#### Work to be completed:
Filter the rows below and copy each line that contains the word "flipper".

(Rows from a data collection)

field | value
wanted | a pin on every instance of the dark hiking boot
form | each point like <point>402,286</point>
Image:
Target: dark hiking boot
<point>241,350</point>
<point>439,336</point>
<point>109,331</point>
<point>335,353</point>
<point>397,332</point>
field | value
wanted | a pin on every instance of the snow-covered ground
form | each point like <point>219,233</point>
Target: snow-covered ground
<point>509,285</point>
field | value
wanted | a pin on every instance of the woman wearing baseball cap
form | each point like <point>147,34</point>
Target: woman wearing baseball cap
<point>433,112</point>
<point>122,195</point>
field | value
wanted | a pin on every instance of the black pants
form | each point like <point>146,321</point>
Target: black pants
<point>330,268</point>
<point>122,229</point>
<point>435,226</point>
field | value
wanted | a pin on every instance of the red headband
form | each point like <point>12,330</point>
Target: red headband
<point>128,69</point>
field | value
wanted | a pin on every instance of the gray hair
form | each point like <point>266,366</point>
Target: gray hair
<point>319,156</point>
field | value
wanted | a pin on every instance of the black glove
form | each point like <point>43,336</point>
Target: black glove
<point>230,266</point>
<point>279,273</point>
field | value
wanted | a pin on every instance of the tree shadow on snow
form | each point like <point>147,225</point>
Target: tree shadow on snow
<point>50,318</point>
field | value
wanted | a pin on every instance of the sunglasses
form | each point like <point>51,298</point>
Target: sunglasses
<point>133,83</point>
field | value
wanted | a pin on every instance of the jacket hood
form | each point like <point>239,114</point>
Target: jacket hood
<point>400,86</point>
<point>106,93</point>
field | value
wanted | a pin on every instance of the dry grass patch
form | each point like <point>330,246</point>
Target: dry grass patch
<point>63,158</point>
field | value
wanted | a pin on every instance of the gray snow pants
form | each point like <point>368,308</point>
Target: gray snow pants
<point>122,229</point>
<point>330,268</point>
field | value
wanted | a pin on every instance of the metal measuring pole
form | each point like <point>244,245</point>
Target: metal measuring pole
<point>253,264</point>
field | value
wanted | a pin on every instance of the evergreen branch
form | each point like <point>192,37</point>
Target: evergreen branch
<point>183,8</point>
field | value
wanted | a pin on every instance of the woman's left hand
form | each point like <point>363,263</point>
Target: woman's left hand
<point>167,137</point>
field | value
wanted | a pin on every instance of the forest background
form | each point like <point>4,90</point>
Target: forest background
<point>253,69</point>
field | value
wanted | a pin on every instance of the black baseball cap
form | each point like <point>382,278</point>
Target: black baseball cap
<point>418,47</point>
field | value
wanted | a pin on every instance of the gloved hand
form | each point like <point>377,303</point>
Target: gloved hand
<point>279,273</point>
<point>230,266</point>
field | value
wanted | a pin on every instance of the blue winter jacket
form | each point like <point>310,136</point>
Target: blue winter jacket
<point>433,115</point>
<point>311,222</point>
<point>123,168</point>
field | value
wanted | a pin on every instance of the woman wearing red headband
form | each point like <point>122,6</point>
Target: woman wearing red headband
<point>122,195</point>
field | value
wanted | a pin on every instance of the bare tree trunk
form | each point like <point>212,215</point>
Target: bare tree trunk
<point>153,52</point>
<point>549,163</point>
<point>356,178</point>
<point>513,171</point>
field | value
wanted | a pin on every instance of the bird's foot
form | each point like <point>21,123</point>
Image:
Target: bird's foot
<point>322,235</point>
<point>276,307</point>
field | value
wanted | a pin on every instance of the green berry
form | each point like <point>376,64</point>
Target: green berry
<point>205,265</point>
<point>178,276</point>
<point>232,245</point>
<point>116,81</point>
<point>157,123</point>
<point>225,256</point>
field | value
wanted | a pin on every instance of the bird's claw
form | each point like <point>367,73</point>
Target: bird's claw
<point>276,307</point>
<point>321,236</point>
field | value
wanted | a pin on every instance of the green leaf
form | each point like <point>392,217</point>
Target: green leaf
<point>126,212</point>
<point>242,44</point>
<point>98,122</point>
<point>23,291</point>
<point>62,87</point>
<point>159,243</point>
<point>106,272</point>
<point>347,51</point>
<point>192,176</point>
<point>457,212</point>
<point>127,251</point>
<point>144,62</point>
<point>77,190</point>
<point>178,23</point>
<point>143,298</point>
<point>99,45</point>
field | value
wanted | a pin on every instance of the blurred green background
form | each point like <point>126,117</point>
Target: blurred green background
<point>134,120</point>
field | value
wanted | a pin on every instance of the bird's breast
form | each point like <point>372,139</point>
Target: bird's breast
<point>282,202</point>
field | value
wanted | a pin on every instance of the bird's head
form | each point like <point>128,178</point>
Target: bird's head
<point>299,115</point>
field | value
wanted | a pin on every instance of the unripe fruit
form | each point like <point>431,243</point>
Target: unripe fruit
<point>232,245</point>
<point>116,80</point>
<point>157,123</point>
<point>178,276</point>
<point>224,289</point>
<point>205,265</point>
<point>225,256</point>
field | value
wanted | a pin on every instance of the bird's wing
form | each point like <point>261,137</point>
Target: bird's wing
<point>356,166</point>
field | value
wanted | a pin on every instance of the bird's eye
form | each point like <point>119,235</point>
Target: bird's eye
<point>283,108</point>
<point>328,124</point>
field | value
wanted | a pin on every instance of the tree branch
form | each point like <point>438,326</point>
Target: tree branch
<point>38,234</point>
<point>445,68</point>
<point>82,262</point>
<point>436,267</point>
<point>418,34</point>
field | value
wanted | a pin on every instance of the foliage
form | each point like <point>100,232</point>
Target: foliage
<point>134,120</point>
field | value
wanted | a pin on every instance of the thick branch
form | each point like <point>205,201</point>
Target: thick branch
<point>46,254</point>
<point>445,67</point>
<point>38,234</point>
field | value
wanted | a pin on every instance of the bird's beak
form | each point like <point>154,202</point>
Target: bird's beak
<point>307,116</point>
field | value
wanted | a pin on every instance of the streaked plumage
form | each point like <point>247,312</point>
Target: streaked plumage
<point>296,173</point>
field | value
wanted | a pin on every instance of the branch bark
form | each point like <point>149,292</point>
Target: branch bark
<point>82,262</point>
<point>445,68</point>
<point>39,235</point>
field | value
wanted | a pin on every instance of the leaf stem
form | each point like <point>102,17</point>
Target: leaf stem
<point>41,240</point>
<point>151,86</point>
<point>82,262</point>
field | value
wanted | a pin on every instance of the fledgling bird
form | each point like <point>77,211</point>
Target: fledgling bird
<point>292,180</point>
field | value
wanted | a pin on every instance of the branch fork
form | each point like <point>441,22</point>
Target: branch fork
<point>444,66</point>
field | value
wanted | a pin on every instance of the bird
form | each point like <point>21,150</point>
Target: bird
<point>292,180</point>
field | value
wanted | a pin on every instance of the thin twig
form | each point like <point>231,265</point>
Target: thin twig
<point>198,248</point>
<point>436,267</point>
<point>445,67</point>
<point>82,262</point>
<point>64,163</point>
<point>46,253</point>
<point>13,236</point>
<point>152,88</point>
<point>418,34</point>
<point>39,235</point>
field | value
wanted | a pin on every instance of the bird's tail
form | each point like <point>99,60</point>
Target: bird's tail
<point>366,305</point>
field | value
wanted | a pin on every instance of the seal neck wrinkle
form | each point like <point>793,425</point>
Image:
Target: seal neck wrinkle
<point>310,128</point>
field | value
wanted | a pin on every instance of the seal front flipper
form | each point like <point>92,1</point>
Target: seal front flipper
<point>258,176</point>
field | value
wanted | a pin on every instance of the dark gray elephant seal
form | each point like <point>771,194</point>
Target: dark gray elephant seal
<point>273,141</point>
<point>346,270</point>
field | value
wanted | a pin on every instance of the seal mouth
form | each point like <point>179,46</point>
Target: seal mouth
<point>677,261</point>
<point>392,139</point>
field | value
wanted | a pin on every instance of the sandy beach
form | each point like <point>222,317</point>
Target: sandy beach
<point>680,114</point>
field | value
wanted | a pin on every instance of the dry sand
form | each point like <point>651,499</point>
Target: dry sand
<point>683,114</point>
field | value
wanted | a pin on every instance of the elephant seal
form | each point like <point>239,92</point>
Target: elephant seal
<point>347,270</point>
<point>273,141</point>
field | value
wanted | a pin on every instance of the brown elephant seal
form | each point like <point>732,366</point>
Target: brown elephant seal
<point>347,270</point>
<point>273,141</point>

#### Written reply:
wanted | a pin on every instance of the seal front flipper
Target: seal front flipper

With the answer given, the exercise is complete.